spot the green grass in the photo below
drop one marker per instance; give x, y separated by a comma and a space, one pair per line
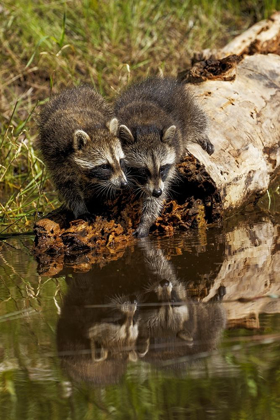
47, 45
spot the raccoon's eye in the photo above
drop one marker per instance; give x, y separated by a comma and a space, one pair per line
122, 163
105, 166
142, 172
164, 171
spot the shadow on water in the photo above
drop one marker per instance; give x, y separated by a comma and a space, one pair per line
129, 312
181, 327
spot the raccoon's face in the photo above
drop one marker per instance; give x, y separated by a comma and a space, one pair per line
150, 157
100, 158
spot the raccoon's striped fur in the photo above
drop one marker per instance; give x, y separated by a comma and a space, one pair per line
157, 119
84, 158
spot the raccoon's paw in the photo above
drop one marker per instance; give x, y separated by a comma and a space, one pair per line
141, 232
206, 145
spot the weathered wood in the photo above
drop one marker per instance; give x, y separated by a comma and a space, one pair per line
244, 128
241, 96
250, 273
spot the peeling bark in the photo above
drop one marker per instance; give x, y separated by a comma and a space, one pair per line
241, 95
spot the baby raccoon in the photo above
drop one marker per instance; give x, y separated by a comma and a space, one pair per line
84, 157
157, 119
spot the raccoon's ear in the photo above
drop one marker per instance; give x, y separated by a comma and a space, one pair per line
169, 134
125, 134
80, 139
113, 126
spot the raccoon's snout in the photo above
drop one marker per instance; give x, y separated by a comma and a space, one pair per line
157, 192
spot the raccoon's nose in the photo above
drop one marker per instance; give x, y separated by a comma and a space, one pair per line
157, 192
164, 283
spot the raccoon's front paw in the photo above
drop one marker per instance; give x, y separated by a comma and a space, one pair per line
141, 232
207, 145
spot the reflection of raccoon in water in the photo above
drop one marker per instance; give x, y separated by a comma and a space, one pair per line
157, 118
95, 343
115, 337
82, 155
174, 325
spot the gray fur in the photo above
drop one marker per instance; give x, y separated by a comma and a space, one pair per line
158, 118
75, 141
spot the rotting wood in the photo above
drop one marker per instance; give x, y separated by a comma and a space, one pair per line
241, 95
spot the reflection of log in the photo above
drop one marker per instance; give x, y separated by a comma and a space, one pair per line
250, 274
241, 96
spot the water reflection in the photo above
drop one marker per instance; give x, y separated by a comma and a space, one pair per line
186, 325
98, 333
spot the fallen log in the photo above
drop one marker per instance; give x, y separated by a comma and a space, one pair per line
241, 95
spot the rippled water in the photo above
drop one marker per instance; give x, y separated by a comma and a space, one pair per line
182, 327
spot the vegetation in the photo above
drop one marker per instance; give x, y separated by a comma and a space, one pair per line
47, 45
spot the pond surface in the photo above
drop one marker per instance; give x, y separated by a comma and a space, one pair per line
186, 327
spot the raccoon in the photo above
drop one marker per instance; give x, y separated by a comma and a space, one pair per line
157, 119
85, 159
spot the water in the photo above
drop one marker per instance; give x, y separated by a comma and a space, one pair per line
177, 328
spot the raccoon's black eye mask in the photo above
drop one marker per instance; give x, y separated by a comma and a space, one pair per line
103, 171
163, 170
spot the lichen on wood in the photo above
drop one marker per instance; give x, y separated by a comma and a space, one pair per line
239, 89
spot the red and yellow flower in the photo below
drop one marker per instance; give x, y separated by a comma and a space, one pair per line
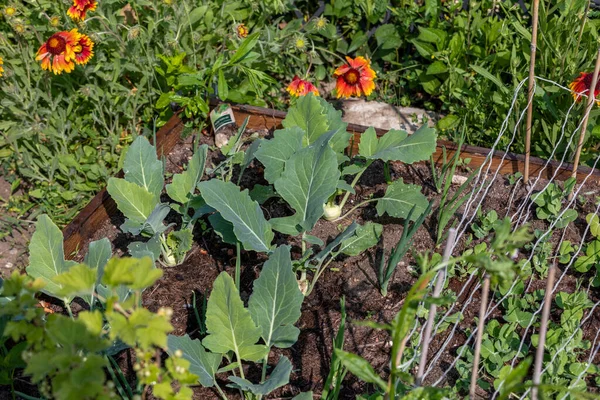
78, 10
242, 31
581, 86
84, 51
355, 78
63, 50
300, 87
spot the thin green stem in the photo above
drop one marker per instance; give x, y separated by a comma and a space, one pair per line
354, 182
317, 275
238, 265
355, 207
220, 391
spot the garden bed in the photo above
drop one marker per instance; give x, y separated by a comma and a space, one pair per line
352, 277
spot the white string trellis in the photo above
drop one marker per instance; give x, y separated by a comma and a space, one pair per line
520, 217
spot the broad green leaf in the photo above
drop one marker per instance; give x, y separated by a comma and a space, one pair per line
222, 228
151, 248
360, 368
99, 252
397, 145
304, 396
135, 202
142, 167
278, 378
183, 185
247, 45
202, 363
368, 143
47, 259
229, 324
309, 115
489, 76
79, 280
276, 300
249, 224
400, 198
309, 178
274, 153
135, 273
364, 237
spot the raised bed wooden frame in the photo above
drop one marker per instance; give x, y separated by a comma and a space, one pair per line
102, 207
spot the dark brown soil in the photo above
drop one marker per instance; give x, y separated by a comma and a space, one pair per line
352, 277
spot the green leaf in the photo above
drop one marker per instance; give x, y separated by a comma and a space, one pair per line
229, 324
79, 280
488, 75
249, 224
276, 300
202, 363
184, 184
247, 45
304, 396
309, 178
99, 252
400, 198
47, 259
364, 237
142, 167
274, 153
397, 145
437, 67
135, 202
135, 273
368, 143
309, 115
278, 378
361, 368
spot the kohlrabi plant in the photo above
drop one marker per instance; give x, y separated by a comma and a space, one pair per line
304, 163
242, 335
138, 197
307, 165
68, 356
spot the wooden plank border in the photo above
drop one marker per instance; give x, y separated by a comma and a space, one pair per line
102, 207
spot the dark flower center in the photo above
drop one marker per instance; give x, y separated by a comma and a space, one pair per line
56, 44
352, 76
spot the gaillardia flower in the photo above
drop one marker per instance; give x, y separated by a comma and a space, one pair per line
242, 31
63, 49
300, 87
78, 10
355, 78
84, 51
581, 86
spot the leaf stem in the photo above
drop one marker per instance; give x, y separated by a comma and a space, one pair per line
355, 207
223, 396
354, 182
238, 265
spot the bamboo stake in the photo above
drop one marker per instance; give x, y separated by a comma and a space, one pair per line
439, 284
539, 353
485, 290
588, 109
536, 7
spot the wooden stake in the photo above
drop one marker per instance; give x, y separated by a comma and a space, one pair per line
439, 284
590, 104
485, 290
536, 7
539, 353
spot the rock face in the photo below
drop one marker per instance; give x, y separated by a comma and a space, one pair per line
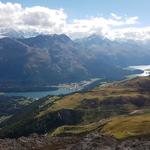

= = = = =

* _Exercise requirements_
In the entries above, find the line holding "spot the raccoon's eye in the photo above" and the line holding "spot the raccoon's paw in the photo above"; print both of them and every line between, exactly, and nothing else.

* _Finished task_
spot the raccoon's eye in the photo above
drop one marker per instance; give x, y separated by a comma and a space, one pair per line
122, 163
105, 166
142, 172
164, 171
spot the shadow on water in the photo above
drop one marker per instance; give x, y separated by a comma and a space, one pair per line
129, 312
181, 327
spot the raccoon's face in the photo above
drop one marker per instance; give x, y separated by a comma and a space, one pair per line
150, 157
100, 158
spot the raccoon's striped fur in the photo above
drop one marker per instance; give x, y separated by a comma and a space, one pair per line
157, 119
84, 158
spot the raccoon's paw in the photo above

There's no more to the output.